_Exercise aim_: Every entry must be given again exactly.

_Source records_:
---+---

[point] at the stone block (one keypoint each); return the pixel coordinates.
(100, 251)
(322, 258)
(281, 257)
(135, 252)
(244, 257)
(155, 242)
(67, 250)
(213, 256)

---+---

_Expected answer_:
[point] at the stone block (one keypoint each); return the pixel coordinates.
(100, 251)
(322, 258)
(281, 257)
(135, 252)
(244, 257)
(155, 242)
(67, 250)
(213, 256)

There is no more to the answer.